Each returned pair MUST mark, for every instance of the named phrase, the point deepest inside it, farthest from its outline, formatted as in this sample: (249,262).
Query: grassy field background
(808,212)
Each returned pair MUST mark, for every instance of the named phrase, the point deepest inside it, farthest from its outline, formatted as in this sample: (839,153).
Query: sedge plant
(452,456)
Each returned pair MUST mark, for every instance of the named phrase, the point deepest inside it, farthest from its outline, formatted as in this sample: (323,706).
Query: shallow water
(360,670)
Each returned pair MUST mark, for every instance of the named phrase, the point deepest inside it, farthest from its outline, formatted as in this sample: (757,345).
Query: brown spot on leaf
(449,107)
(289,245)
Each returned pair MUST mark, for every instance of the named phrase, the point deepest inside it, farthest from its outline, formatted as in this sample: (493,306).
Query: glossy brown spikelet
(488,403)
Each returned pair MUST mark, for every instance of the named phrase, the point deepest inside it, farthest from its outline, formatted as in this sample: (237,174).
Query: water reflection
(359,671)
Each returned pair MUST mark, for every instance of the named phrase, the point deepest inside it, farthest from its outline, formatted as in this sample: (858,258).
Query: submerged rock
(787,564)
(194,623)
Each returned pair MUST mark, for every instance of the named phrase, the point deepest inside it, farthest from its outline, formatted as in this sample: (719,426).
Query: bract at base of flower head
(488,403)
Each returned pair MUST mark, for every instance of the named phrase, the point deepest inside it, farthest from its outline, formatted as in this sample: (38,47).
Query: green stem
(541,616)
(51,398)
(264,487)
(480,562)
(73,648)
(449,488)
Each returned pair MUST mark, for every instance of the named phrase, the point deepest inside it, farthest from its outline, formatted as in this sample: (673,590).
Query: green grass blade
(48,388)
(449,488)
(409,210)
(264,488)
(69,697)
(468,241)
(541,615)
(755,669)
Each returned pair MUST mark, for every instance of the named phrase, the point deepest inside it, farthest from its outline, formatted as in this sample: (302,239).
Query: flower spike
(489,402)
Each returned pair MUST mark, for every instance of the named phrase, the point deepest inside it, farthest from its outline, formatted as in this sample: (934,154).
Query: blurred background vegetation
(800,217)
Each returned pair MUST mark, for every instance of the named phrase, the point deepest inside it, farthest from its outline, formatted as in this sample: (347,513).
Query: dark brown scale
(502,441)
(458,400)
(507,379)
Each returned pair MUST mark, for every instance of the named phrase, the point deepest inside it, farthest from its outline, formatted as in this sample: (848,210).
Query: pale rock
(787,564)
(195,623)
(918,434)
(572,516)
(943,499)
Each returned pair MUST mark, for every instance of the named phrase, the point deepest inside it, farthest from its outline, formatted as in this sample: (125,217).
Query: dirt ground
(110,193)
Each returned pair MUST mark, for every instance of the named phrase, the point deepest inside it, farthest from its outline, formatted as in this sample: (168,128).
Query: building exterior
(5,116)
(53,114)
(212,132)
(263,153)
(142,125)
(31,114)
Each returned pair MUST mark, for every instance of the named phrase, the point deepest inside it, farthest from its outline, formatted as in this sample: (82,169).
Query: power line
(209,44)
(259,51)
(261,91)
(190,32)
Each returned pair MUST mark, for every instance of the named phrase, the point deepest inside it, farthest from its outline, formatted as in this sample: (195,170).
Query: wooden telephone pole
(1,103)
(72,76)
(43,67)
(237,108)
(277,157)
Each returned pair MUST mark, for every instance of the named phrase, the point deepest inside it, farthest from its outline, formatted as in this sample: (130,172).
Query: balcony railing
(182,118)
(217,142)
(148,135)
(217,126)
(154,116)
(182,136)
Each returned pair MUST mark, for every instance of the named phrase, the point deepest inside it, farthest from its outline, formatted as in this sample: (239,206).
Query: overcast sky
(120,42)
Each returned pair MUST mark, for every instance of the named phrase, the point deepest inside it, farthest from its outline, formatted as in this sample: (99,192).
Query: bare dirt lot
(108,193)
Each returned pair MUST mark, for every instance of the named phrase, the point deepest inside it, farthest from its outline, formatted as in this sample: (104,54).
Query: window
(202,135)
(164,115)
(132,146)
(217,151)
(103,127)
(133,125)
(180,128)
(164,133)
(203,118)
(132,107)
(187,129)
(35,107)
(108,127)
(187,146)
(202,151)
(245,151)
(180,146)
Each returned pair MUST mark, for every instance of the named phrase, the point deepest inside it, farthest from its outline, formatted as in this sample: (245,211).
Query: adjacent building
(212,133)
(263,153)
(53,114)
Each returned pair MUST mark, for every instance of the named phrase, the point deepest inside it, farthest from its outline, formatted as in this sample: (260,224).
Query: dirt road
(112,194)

:: TASK REQUIREMENTS ::
Using the data above, print every record exactly as shown.

:: FINAL RESULT ::
Each returned pair MUST mark, for every instance of the named phrase, the point deepest inside it, farthest from its outline, formatted as in this sample: (249,262).
Query: grassy field background
(808,212)
Each returned pair MUST mark, for every instance of the named phrase, the point deepest inside it, farthest from its outline, formatted as in this sample: (839,153).
Query: sedge plant
(452,456)
Each returned pair MUST mark, for every instance of the named phrase, the point deepest inside it, farthest from its outline, formatted as in this sample: (323,706).
Query: shallow water
(360,670)
Each returned pair MUST mark, for every instance of the named phrase, the point deepest inside it, farthest from its outline, formatted as in this sample: (757,345).
Query: brown spot on leaf
(449,107)
(289,245)
Each returned pair MUST mark, for every instance of the named phrase, the point deepest inside it, farthest from its outline, formatted as in this sample: (493,306).
Query: glossy brown spikelet
(488,403)
Each returned pair MUST mark, for every instance of the named phrase, the point deepest inside it, farthest from its outline, formatted as in this sample: (237,174).
Query: water reflection
(359,671)
Each returned pair MUST mark, for every instance of the named phrase, the point deepest inside it, farthest from its outline, formatted as in this sample: (858,258).
Query: submerged rock
(787,564)
(194,623)
Each returned pair MUST mark, for every instance of the named phrase, the point deepest inside it, farthest from its outline, formatted as in this sample: (719,426).
Query: bract at base of flower head
(488,403)
Each returned pair MUST mark, for every instance of the named phrase, the point deepest inside it, farthest from its outline, formatted as in this sample: (38,47).
Query: green stem
(541,616)
(51,398)
(264,487)
(480,562)
(73,648)
(449,488)
Each returned pair MUST mark, for every instance of the named phrase, the point deepest inside it, farthest from its outline, formatted as in this sample: (673,590).
Query: green grass blade
(48,388)
(449,488)
(409,210)
(264,488)
(69,697)
(468,241)
(541,615)
(755,669)
Each returned pair MUST mark, for every instance of the named phrase, the point deepest inside it, farthest from its outline, formatted as in this sample: (302,239).
Query: flower spike
(489,402)
Each returned pair MUST mark, for every instance of the named phrase, the point deepest inside it, farthest from its outline, formatted as in this sample: (934,154).
Query: blurred background vegetation
(800,217)
Each returned pair MUST mark, for every instance of the named phrase, the point deepest inside it, farthest from its outline, formatted as in this sample: (347,513).
Query: dark brown scale
(502,441)
(458,400)
(507,379)
Each returned pair MUST mark, for every instance of the named phrase, the point deepest inside it, farthest from its outline, formatted as in this sample: (848,210).
Query: pale rock
(787,564)
(195,623)
(918,434)
(572,516)
(943,499)
Each returned pair MUST mark, for every instance of the named phrase, the point deepest inside it, farthest from its outline, formatted as in this sample: (125,217).
Query: dirt ground
(110,193)
Each returned pair MUST mark, for every instance of the named phrase, the point deepest inside it, farthest from its outline, formatted as in this sample: (168,128).
Query: building exterior
(5,116)
(53,114)
(212,132)
(263,153)
(142,125)
(31,114)
Each returned pair MUST mark, for every instance of the named phrase, the point deepest inside it, farthest from its outline, formatted as in this sample: (82,169).
Query: power line
(209,44)
(259,51)
(261,91)
(190,32)
Each returned pair MUST mark, for every instance of the named phrase, the point deepest inside it, farthest from its outline, formatted as in this sample: (195,170).
Query: wooden telephone pole
(1,103)
(72,76)
(43,67)
(237,108)
(277,157)
Each returned pair MUST mark, for every instance of the named phrase, the point deepest inside it, farthest from its outline, formatted as in this sample: (130,172).
Query: balcony railing
(182,118)
(217,142)
(148,135)
(217,126)
(154,116)
(182,136)
Each returned pair MUST mark, for every instance of the named phrase, the point deepest inside it, farthest from its outline, formatted as in this sample: (239,206).
Query: overcast sky
(120,42)
Each returned pair MUST mark, for every instance of the named phrase, the point deepest inside it, farthest from its outline, formatted as in this sample: (99,192).
Query: bare dirt lot
(108,193)
Each returned pair MUST mark, for every instance of the named phrase, the point deepest inside it, farthest from its outline, formatted as in this sample: (104,54).
Query: window
(202,135)
(164,115)
(132,146)
(217,151)
(103,127)
(133,125)
(180,128)
(164,133)
(203,118)
(132,107)
(187,129)
(35,107)
(108,127)
(187,146)
(202,151)
(245,151)
(180,146)
Each returned pair MUST mark, for every instance of the named phrase, the point deepest inside it, farthest from its outline, formatted as in this sample: (245,211).
Query: adjacent building
(212,133)
(263,153)
(53,114)
Each returned pair MUST mark, for every instance of the named phrase, the point deepest inside it, farthest from its outline, formatted as in this sample: (260,224).
Query: dirt road
(112,194)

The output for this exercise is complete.